>> start Material provided
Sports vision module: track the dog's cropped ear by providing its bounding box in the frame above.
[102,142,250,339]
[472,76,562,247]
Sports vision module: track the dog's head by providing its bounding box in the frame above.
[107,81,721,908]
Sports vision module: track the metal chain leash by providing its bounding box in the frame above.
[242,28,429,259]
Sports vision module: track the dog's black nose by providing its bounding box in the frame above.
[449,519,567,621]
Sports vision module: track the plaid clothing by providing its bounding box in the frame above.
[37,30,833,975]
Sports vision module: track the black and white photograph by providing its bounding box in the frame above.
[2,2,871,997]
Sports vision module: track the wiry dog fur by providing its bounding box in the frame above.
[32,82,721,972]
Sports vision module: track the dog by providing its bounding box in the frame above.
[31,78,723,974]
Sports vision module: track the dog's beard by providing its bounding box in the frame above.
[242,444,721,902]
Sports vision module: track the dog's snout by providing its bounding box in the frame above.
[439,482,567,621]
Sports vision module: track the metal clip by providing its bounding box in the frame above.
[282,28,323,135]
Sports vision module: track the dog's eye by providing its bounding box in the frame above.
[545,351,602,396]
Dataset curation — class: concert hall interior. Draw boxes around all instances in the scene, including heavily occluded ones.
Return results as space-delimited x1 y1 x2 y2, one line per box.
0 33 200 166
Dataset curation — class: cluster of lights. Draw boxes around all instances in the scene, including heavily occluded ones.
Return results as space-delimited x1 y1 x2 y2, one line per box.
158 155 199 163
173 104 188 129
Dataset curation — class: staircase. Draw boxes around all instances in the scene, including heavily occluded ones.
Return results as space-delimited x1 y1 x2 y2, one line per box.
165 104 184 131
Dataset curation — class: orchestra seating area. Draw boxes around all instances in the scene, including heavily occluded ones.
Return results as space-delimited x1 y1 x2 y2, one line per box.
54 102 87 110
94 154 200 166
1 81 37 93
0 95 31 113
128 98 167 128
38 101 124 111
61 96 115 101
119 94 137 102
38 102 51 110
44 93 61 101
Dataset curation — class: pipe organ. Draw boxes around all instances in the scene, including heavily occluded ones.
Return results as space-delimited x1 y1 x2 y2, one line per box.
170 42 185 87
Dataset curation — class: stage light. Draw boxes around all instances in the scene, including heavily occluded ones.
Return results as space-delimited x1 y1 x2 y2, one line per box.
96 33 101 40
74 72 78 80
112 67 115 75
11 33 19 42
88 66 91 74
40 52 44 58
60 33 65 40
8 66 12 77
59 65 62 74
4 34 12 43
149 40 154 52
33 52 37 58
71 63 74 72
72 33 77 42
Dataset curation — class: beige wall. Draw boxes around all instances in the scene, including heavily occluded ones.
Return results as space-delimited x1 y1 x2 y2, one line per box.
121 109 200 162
>> end Material provided
>> start Material provided
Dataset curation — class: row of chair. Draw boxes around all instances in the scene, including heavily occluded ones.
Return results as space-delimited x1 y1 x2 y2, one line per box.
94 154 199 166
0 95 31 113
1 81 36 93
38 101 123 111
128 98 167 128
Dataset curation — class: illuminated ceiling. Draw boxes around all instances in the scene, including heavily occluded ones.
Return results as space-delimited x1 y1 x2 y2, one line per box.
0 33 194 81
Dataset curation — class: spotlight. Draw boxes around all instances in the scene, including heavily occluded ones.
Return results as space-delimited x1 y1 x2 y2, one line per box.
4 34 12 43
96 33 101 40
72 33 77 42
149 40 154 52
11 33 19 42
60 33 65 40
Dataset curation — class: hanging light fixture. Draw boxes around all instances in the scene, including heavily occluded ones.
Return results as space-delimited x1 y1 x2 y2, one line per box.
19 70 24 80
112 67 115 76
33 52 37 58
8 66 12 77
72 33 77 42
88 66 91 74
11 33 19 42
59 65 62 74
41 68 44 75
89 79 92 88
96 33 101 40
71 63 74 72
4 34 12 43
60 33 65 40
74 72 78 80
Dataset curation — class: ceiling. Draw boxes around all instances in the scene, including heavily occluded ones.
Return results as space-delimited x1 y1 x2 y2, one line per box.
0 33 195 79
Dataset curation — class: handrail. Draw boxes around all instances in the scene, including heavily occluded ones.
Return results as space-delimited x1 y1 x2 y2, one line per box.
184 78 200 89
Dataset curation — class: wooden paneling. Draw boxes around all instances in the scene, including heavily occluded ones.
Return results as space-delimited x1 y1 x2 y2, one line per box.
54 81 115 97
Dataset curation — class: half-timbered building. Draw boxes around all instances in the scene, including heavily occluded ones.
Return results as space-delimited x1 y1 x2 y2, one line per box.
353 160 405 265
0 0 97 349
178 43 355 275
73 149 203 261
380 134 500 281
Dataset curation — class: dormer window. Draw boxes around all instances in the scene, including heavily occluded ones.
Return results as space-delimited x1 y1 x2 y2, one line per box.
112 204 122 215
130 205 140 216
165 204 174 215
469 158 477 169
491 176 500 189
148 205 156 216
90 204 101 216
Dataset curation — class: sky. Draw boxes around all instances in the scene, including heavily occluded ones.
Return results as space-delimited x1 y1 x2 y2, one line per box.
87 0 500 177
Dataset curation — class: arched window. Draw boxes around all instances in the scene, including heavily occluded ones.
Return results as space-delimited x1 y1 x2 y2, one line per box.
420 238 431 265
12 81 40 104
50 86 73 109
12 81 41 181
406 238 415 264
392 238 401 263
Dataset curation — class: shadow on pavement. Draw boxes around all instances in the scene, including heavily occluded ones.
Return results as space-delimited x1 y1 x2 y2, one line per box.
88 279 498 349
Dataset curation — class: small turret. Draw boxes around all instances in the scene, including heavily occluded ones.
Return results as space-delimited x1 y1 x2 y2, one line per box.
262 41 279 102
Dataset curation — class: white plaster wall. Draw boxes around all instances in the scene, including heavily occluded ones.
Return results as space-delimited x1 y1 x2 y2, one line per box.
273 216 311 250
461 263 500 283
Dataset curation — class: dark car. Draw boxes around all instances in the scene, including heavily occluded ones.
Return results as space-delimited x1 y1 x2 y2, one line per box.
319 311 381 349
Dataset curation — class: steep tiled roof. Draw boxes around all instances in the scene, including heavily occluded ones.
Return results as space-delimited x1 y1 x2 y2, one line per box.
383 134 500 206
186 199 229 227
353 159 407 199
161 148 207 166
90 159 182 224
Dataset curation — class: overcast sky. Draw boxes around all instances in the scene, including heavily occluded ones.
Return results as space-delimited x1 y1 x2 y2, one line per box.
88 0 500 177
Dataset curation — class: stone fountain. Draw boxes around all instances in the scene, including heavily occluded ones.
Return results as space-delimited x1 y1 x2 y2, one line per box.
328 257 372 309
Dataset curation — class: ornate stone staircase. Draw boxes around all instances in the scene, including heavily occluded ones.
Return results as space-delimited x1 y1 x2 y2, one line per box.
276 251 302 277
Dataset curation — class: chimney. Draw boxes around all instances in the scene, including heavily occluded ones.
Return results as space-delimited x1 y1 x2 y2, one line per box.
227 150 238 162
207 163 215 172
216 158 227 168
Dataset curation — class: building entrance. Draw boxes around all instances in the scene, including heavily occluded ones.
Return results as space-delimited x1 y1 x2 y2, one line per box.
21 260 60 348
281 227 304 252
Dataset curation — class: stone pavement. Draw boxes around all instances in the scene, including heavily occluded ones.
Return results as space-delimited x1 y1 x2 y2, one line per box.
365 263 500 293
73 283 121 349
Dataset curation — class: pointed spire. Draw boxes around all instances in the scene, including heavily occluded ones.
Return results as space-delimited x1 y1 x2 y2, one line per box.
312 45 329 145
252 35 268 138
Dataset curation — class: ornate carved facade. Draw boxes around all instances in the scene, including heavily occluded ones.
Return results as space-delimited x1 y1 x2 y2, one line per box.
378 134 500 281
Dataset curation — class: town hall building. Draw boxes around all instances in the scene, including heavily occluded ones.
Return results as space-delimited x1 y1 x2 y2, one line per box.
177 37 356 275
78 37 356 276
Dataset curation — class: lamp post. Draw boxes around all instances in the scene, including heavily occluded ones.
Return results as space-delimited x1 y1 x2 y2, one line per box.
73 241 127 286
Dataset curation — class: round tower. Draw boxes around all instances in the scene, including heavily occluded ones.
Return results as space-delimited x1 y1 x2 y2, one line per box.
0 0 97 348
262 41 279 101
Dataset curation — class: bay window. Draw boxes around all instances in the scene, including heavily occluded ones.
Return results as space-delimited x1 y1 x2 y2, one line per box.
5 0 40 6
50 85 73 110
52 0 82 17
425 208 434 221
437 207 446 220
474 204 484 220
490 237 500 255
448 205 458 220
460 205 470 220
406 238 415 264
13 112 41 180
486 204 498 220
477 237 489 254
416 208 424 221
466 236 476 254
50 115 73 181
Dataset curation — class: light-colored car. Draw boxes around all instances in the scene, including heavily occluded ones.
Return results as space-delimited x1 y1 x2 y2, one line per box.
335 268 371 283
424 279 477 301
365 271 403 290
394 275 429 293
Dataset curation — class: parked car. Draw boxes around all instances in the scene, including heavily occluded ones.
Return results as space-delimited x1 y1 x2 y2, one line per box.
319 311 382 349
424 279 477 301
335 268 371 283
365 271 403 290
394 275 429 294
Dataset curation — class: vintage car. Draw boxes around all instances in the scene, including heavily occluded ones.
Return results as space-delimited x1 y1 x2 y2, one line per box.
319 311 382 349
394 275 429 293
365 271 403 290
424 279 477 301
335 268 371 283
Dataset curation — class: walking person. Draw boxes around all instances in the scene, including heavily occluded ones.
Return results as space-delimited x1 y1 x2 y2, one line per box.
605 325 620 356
>> end Material provided
>> start Material provided
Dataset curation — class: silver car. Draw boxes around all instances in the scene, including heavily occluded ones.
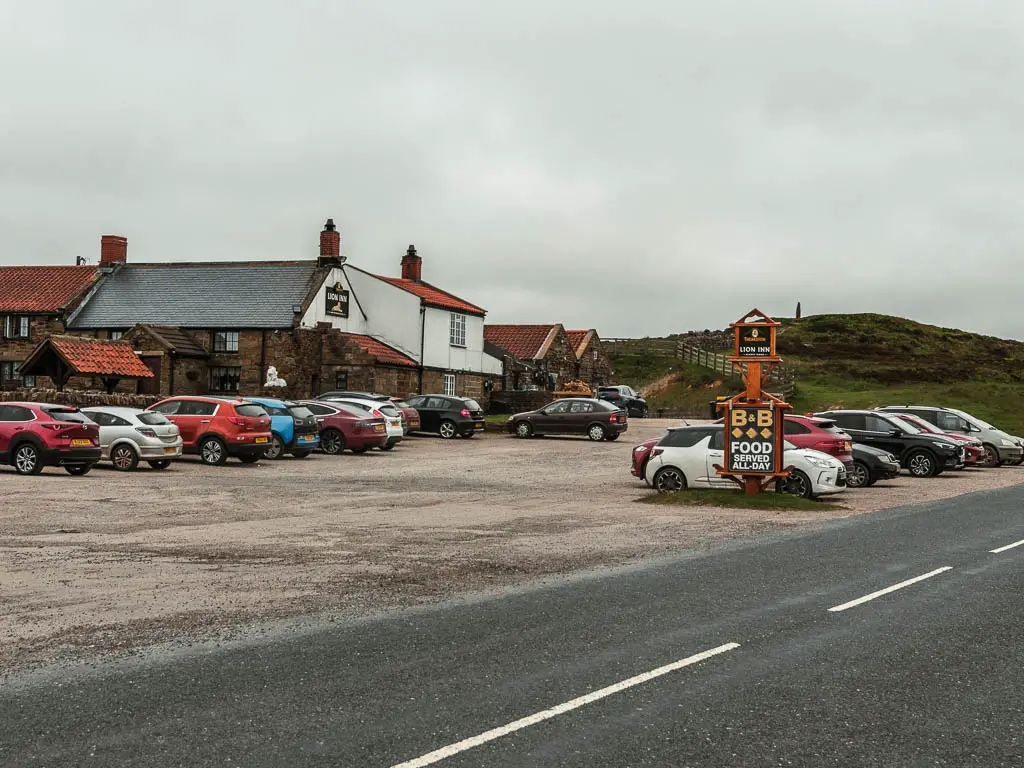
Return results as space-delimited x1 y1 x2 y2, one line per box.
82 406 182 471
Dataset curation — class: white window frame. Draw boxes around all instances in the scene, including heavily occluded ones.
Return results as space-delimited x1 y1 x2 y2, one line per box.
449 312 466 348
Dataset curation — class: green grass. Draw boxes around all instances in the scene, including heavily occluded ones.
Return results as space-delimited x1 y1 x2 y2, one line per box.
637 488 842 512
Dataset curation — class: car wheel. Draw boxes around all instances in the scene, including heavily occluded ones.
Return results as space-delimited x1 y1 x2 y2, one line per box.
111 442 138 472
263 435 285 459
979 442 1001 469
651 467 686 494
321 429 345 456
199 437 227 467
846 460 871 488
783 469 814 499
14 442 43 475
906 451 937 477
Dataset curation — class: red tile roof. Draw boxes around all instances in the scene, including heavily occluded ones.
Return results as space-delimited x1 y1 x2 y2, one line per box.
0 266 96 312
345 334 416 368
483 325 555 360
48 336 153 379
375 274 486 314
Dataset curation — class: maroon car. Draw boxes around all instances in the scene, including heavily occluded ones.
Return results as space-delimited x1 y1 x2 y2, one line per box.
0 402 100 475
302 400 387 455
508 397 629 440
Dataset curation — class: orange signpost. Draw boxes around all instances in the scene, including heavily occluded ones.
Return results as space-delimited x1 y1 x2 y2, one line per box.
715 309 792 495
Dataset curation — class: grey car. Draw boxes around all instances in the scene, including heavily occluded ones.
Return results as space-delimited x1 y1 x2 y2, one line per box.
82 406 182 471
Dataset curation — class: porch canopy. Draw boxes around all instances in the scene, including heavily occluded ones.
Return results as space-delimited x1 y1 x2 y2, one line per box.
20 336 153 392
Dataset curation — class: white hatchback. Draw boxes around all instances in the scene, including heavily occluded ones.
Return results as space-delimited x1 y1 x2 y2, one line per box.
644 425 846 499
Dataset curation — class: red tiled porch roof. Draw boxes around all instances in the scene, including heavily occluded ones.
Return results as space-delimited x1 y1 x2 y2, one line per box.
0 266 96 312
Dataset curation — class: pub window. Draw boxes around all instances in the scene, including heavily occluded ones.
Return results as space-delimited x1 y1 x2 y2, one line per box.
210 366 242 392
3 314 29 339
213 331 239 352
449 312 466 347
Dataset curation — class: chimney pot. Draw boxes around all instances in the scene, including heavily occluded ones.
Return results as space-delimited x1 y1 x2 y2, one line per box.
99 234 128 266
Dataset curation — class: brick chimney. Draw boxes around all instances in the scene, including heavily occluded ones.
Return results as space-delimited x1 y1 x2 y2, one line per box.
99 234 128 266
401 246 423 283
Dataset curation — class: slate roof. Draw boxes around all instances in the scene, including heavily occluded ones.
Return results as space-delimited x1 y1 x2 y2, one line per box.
>> end Material provided
* Prompt *
In the stretch of material from the line containing "Dataset curation — class: handrail." through the line containing "88 279 498 349", replace "heavily occluded" with "partially occluded" and leave everything else unchanged. Give only those lines.

* Written solution *
Dataset curation — class: handrail. Draw boxes around all instances in the scene, including partially occluded ones.
Return results as space-delimited x1 y1 x2 y2, one line per box.
184 78 200 89
Dataset curation — class: wooden paneling. Draw boxes around all instances in the scene, including partially occluded ones.
Return results as space-delimited x1 y1 x2 y2, one line per box.
54 81 115 97
Dataset curation — class: half-timbered building. Draw boxes around all instances in the scene, including partially occluded ones.
Return results as space-delimited x1 y1 x2 y2, one line per box.
353 160 405 265
0 0 97 349
178 43 355 275
73 149 203 261
380 134 500 281
Dataset curation — class: dormer window. Draw boxes around all instances in the scene, including partially occluded ones.
Return results as space-delimited x1 y1 x2 y2, one line per box.
112 204 122 215
130 205 140 216
165 204 174 215
469 158 477 169
491 176 500 189
148 205 156 216
90 204 101 216
Dataset curation — class: sky. Draw boxes around all instances in the scene, including partially occluded ones.
Return results as space-delimited x1 y1 x2 y2, one line per box.
87 0 500 177
Dataset curation — class: arched window. Draw boxes around all instances in the scene, including partially occluded ones.
Return results as space-delimited x1 y1 x2 y2, one line per box.
420 238 431 265
12 81 40 104
50 86 73 109
12 81 41 181
406 238 415 264
392 238 401 263
Dataset curation — class: shadow on pavement. Draw boxes around all instances in the scene, including partially occluded ones.
Return results as space-delimited x1 y1 x2 y2, one line per box.
88 279 498 349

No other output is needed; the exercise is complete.